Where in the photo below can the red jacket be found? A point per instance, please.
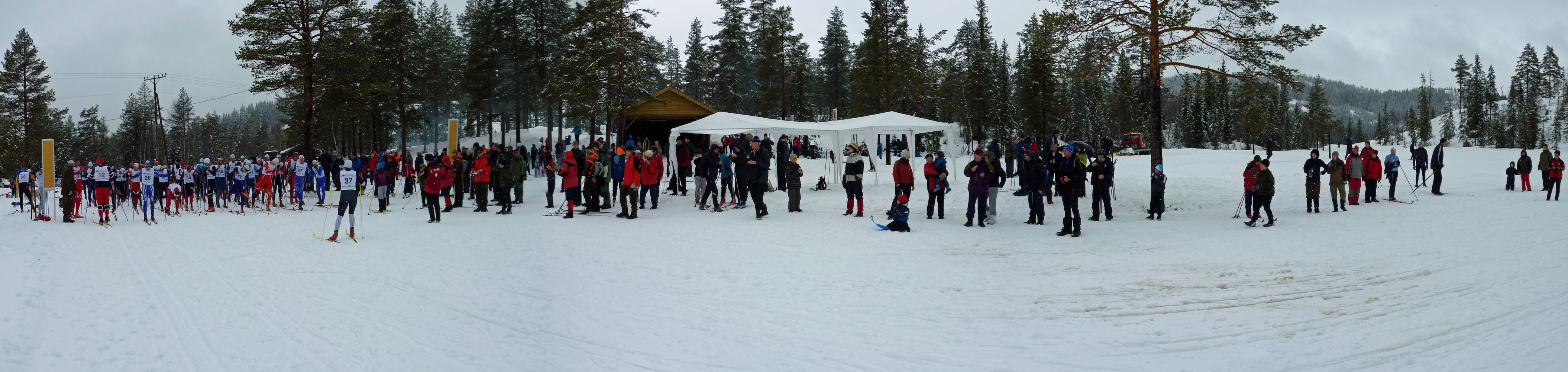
(447, 169)
(902, 173)
(570, 172)
(629, 170)
(1249, 178)
(433, 178)
(1371, 164)
(482, 170)
(653, 170)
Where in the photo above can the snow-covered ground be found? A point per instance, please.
(1474, 280)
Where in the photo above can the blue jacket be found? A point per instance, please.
(725, 169)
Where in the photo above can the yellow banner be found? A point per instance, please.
(452, 137)
(49, 164)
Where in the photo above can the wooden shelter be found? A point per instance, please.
(653, 118)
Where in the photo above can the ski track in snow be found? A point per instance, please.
(1470, 282)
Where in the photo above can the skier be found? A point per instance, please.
(631, 181)
(1525, 172)
(101, 186)
(1264, 189)
(432, 175)
(708, 170)
(1511, 172)
(1545, 164)
(1373, 172)
(902, 175)
(1315, 184)
(1249, 180)
(482, 175)
(1103, 176)
(319, 173)
(1357, 172)
(854, 175)
(149, 180)
(1070, 184)
(653, 172)
(571, 184)
(383, 181)
(995, 181)
(1555, 176)
(68, 194)
(792, 173)
(300, 173)
(349, 198)
(977, 172)
(1418, 158)
(935, 186)
(1336, 183)
(1437, 167)
(758, 169)
(520, 166)
(1391, 170)
(899, 212)
(1037, 183)
(1158, 194)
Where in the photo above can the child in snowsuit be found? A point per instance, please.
(899, 214)
(1158, 190)
(1511, 172)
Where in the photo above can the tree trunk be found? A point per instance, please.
(1156, 112)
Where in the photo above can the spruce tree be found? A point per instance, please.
(833, 89)
(731, 76)
(695, 73)
(181, 122)
(283, 40)
(26, 98)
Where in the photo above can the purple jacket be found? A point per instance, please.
(979, 181)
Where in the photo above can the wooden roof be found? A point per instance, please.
(675, 106)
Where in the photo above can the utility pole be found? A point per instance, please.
(158, 106)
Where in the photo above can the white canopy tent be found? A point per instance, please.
(888, 123)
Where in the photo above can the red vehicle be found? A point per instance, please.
(1136, 144)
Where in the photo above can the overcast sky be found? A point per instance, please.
(1373, 43)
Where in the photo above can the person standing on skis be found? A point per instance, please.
(1355, 170)
(1264, 198)
(854, 173)
(433, 176)
(1315, 184)
(1070, 184)
(977, 172)
(1555, 176)
(1418, 158)
(1391, 172)
(1373, 172)
(1525, 170)
(349, 198)
(935, 184)
(1336, 183)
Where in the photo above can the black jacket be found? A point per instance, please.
(708, 166)
(1073, 172)
(1101, 167)
(1035, 175)
(1418, 156)
(758, 173)
(791, 175)
(1315, 169)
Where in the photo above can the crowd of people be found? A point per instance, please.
(731, 172)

### What you are asked to do
Reproduce only the lines from the one containing "Where in the photo above can the overcast" through the end of the material, inclusive. Keep the requests unchanged, and multiply every point coordinate in the answers by 0.4, rounding to whole numbers with halves rounded up.

### Output of the task
Where in the photo above can the overcast sky be found? A point per instance, please.
(549, 17)
Where in the photo above can the person standing on skis be found? A point per instance, please.
(542, 68)
(506, 79)
(342, 69)
(173, 70)
(526, 74)
(428, 74)
(391, 69)
(622, 70)
(567, 63)
(556, 69)
(549, 69)
(610, 68)
(140, 79)
(374, 74)
(534, 73)
Where in the photo above can the black jacket be found? A point per instance, please.
(283, 66)
(429, 69)
(440, 67)
(414, 70)
(567, 62)
(303, 69)
(316, 70)
(526, 68)
Where in the photo above can the crowd of people be found? A point per instance, please.
(292, 69)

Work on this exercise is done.